**WHAT IS ASKED**: Report how many of the lines below contain the word "ceiling". Give only the number.

**RAW RECORDS**:

□ □ □ □ □

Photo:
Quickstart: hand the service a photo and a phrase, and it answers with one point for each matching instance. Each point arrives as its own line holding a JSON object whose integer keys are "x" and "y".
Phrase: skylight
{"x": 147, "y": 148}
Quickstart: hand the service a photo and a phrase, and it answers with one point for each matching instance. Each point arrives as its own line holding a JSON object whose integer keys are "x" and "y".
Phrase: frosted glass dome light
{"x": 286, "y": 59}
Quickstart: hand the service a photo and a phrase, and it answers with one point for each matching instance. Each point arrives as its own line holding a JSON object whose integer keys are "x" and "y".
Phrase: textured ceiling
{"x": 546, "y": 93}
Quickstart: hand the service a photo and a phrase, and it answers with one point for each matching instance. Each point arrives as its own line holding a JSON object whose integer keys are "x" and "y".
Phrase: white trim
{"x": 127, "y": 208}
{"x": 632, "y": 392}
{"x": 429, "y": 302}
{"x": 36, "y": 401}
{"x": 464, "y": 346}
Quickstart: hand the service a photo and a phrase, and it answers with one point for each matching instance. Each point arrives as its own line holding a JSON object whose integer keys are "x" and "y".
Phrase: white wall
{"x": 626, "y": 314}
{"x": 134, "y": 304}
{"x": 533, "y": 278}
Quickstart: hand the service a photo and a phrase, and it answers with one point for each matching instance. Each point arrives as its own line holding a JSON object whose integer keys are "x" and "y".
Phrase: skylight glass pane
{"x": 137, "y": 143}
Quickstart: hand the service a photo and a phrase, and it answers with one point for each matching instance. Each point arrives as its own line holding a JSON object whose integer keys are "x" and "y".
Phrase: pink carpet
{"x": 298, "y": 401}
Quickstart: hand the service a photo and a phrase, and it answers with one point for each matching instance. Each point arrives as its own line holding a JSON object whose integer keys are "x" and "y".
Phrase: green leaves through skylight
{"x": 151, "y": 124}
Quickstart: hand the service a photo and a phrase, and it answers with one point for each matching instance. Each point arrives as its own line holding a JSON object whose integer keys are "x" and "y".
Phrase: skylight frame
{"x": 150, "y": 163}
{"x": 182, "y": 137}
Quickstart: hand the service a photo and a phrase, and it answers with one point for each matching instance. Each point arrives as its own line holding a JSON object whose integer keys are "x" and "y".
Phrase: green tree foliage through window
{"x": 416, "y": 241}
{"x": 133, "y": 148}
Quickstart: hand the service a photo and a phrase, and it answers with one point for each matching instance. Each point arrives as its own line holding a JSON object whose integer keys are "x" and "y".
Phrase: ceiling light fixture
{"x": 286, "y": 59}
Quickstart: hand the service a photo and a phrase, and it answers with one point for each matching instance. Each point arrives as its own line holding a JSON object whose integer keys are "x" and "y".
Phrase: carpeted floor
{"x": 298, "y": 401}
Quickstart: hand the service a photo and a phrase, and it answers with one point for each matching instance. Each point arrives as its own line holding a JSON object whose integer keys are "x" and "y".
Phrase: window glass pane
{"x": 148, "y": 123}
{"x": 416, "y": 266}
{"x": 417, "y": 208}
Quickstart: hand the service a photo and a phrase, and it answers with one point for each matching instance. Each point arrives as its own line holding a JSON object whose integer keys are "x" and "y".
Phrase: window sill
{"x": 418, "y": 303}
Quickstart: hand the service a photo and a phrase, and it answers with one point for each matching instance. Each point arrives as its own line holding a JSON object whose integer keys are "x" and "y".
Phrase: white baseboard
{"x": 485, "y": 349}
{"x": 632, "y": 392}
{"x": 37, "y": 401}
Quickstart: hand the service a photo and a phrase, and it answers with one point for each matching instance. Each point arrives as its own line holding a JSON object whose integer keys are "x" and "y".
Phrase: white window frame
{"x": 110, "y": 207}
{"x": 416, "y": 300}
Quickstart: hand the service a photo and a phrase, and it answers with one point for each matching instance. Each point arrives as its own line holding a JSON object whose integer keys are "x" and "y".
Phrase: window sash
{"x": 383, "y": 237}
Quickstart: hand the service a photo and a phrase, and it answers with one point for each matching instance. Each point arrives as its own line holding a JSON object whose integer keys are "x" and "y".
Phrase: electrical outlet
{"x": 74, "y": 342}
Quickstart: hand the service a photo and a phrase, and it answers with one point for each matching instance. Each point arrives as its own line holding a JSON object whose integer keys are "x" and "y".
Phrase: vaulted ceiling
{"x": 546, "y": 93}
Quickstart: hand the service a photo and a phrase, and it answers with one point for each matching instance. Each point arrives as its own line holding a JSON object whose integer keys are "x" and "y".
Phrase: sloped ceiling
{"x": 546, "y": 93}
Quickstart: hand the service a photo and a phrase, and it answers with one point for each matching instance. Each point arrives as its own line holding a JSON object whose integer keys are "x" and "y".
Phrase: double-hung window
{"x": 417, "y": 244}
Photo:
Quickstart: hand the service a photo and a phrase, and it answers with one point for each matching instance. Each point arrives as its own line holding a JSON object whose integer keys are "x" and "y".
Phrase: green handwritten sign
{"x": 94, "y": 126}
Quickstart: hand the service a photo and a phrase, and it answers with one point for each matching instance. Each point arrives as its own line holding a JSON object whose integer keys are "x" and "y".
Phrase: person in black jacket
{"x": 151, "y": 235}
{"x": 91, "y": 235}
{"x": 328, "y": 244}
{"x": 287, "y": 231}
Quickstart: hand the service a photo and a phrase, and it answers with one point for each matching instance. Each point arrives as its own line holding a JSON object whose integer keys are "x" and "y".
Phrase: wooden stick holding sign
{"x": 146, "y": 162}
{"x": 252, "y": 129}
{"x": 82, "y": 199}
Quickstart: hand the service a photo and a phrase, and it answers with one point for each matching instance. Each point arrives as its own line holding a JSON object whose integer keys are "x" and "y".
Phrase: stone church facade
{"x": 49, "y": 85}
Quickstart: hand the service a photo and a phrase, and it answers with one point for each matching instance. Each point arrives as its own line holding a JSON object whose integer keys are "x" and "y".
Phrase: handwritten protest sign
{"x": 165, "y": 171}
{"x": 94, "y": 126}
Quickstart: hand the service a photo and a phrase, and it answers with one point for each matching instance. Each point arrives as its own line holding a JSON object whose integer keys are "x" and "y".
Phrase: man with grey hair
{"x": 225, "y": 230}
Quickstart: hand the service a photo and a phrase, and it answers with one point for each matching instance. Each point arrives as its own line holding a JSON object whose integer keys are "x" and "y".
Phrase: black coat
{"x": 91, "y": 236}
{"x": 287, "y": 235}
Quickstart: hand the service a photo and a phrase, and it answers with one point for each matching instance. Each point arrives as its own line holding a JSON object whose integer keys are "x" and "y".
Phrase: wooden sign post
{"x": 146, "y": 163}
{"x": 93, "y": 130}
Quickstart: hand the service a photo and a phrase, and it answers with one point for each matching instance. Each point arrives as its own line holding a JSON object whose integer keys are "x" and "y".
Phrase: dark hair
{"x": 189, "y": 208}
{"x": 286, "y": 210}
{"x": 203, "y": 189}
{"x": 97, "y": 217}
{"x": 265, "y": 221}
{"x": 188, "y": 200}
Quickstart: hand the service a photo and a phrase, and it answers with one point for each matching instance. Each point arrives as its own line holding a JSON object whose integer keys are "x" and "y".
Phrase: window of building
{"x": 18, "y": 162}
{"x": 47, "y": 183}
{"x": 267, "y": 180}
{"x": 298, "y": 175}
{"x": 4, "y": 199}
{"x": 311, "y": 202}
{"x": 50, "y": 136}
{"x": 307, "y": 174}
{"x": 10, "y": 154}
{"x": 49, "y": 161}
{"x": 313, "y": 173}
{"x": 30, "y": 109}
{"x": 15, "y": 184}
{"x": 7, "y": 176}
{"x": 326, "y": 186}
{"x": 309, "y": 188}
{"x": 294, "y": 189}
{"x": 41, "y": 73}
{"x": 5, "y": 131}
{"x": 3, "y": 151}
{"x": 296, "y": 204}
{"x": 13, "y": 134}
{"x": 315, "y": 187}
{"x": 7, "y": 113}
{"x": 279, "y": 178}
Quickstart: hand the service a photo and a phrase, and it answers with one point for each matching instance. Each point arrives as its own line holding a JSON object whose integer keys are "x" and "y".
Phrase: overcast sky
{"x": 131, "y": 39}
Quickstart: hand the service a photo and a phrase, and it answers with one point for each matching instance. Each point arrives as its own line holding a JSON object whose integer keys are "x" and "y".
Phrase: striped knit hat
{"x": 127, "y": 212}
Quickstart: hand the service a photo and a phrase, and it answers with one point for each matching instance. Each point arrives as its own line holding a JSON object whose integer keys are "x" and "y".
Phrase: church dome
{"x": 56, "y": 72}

□ □ □ □ □

**SOLVED EXERCISE**: 4